Next, the en banc panel also held that the ability to confer derivative standing upon creditors' committees is a straightforward application of a bankruptcy courts' equitable powers. The en banc panel noted that the intent behind the statutory scheme of the Bankruptcy Code occasionally breaks down, as it did in Cybergenics when the debtor refused to bring the fraudulent transfer claims at issue. Rather than foreclosing a remedy for the estate and its creditors, the bankruptcy court crafted a remedy with its equitable powers to allow the committee to prosecute the claims on behalf of the Debtor. As the en banc panel noted, it is in these circumstances that generally the bankruptcy court's equitable powers are most valuable. Id. at 568.

## Given records
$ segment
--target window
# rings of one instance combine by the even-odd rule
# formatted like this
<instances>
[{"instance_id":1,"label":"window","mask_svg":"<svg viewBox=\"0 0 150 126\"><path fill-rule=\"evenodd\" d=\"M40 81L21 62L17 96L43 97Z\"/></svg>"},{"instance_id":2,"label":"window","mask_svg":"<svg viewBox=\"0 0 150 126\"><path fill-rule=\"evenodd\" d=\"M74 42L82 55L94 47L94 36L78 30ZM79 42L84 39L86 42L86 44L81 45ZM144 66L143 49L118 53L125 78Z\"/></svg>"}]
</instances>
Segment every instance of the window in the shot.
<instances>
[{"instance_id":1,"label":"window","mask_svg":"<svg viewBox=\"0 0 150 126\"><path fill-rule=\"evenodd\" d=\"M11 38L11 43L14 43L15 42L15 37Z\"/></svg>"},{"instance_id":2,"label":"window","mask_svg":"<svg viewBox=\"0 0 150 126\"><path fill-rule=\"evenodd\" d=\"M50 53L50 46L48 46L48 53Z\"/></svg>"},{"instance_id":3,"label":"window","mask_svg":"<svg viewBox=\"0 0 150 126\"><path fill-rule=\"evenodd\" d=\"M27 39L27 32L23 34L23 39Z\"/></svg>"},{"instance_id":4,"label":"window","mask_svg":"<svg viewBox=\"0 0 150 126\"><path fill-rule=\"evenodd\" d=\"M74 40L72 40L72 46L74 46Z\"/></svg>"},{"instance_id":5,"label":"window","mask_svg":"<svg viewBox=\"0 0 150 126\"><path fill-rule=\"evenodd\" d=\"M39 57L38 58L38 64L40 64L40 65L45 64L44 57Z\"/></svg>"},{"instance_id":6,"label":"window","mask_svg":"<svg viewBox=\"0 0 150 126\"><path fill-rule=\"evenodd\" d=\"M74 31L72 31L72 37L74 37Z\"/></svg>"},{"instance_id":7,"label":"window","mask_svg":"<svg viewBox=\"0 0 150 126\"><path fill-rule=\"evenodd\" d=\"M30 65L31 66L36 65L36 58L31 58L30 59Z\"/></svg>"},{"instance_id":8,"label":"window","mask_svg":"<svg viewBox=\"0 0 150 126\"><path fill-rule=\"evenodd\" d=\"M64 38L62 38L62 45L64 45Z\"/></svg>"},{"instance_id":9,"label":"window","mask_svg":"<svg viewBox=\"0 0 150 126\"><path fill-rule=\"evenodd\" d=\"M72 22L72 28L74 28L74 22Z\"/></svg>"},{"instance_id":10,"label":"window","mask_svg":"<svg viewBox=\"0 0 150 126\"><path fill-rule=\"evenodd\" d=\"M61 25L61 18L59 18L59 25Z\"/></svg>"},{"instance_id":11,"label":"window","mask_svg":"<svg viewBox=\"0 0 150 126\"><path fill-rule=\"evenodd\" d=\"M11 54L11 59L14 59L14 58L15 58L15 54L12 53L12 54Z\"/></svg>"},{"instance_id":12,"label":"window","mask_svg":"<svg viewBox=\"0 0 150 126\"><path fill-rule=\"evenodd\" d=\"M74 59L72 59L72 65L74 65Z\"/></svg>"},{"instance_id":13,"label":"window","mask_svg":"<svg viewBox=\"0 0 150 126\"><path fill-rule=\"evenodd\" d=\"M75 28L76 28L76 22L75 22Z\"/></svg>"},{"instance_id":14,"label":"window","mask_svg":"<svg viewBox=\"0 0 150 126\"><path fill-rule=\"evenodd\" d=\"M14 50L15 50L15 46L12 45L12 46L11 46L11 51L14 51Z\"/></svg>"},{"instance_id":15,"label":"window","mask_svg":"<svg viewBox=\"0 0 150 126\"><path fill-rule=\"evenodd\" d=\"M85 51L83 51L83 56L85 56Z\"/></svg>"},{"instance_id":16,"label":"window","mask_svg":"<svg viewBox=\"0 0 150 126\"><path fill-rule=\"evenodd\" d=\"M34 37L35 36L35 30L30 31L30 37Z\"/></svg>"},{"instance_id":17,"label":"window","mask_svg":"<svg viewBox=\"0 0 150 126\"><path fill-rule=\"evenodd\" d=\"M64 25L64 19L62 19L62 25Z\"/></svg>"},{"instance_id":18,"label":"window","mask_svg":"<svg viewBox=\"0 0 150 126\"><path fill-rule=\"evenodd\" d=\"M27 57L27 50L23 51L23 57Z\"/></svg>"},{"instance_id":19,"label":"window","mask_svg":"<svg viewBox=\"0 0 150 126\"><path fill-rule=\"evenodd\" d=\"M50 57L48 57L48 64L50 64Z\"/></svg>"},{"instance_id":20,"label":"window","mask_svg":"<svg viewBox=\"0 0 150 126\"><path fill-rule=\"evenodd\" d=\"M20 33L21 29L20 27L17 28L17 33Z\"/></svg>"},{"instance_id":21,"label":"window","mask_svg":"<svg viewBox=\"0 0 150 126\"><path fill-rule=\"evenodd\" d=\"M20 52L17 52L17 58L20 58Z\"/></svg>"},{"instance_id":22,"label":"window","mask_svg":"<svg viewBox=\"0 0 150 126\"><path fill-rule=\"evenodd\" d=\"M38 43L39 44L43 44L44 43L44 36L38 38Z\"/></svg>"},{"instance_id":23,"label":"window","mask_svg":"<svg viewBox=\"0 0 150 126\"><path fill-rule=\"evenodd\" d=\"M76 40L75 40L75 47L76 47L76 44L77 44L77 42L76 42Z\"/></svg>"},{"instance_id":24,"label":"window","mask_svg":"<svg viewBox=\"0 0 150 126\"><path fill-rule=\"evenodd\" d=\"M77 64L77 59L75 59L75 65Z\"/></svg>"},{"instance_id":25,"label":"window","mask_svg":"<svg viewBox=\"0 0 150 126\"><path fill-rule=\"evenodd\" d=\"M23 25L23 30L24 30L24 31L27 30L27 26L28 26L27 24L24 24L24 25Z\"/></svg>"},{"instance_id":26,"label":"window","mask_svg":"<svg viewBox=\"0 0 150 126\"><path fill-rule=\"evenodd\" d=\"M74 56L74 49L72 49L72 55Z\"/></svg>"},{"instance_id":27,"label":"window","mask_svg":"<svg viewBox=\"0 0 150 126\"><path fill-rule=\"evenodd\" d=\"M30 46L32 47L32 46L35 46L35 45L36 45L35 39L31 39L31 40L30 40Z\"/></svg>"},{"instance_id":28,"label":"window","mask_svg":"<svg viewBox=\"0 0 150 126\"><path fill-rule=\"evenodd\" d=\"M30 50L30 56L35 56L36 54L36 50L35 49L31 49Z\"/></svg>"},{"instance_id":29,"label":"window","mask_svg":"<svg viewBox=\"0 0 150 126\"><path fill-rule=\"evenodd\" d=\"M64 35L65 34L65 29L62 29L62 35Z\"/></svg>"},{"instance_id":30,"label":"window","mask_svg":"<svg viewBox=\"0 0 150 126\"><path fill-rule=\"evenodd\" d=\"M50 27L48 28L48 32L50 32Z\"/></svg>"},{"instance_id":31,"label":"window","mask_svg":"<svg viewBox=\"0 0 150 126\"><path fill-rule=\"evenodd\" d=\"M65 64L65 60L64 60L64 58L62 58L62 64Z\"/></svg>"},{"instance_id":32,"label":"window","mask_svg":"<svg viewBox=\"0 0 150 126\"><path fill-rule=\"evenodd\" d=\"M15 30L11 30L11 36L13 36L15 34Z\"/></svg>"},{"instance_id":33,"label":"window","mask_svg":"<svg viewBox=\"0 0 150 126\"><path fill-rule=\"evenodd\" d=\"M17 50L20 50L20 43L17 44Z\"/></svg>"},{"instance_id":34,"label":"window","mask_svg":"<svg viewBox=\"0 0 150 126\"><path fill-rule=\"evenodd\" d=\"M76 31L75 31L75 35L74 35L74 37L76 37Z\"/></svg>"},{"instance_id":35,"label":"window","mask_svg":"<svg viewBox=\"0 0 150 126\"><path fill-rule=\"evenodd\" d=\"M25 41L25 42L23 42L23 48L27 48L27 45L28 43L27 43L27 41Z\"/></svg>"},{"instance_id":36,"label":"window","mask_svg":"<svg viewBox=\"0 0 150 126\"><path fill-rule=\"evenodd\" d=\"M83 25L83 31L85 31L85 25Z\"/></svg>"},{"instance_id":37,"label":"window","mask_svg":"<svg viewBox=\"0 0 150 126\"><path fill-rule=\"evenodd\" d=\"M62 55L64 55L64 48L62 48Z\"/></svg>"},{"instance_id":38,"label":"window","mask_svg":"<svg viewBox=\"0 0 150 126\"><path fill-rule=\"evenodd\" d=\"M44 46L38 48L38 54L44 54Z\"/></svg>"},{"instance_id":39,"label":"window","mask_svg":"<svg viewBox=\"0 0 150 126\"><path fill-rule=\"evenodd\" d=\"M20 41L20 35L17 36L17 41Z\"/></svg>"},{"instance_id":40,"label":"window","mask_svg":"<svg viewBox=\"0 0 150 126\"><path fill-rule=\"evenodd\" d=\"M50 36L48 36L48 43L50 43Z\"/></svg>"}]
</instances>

## Job 1
Repeat the passage on derivative standing word for word, starting with "Next, the en" and going on through "Id. at 568.".
## Job 2
In one to three sentences, explain why, according to the passage on derivative standing, the bankruptcy court in Cybergenics used its equitable powers to let the committee prosecute the claims.
## Job 3
Supply the next part of the passage on derivative standing, continuing after its final sentence.

## Written answer 1
Next, the en banc panel also held that the ability to confer derivative standing upon creditors' committees is a straightforward application of a bankruptcy courts' equitable powers. The en banc panel noted that the intent behind the statutory scheme of the Bankruptcy Code occasionally breaks down, as it did in Cybergenics when the debtor refused to bring the fraudulent transfer claims at issue. Rather than foreclosing a remedy for the estate and its creditors, the bankruptcy court crafted a remedy with its equitable powers to allow the committee to prosecute the claims on behalf of the Debtor. As the en banc panel noted, it is in these circumstances that generally the bankruptcy court's equitable powers are most valuable. Id. at 568.

## Written answer 2
The statutory scheme of the Bankruptcy Code broke down in Cybergenics because the debtor refused to bring the fraudulent transfer claims. Rather than foreclose a remedy for the estate and its creditors, the bankruptcy court used its equitable powers to let the committee prosecute the claims on the debtor's behalf.

## Written answer 3
Lessons from Cybergenics

Ultimately, the Cybergenics decision became a favorable decision for unsecured creditors and unsecured creditors’ committees. More importantly, the Cybergenics decision offers insight on preserving the right to pursue derivative claims on behalf of a debtor. As a practical matter, a creditors’ committee must follow the rules of derivative standing under nonbankruptcy law. First, a creditors’ committee or an interested party should first request that the debtor pursue the claims at issue. If a debtor refuses, the creditors’ committee or interested party should evaluate the reasons the debtor is refusing to take such action and determine whose articulated reasons are reasonable and justified under the circumstances. In Cybergenics, the debtor chose not to pursue the claims because the claims were against former lenders and other insiders of the corporation. Obviously, a debtor may be reluctant to pursue claims against its lenders, especially if they have been cooperative throughout the bankruptcy case or the debtor needs the lenders’ cooperation going forward. For equally obvious reasons, a debtor may also be reluctant to pursue claims against insiders or to pursue claims against key vendors that currently supply the debtor with needed services and/or goods. All of these situations present facts in which the creditors' committee or another interested party may well be the best party to pursue these causes of action. Finally, in order to pursue these causes of action, the creditors’ committee or interested party must take the additional step of presenting these facts to the bankruptcy court and persuading that court that pursuing these claims is in the best interest of the estate and its creditors.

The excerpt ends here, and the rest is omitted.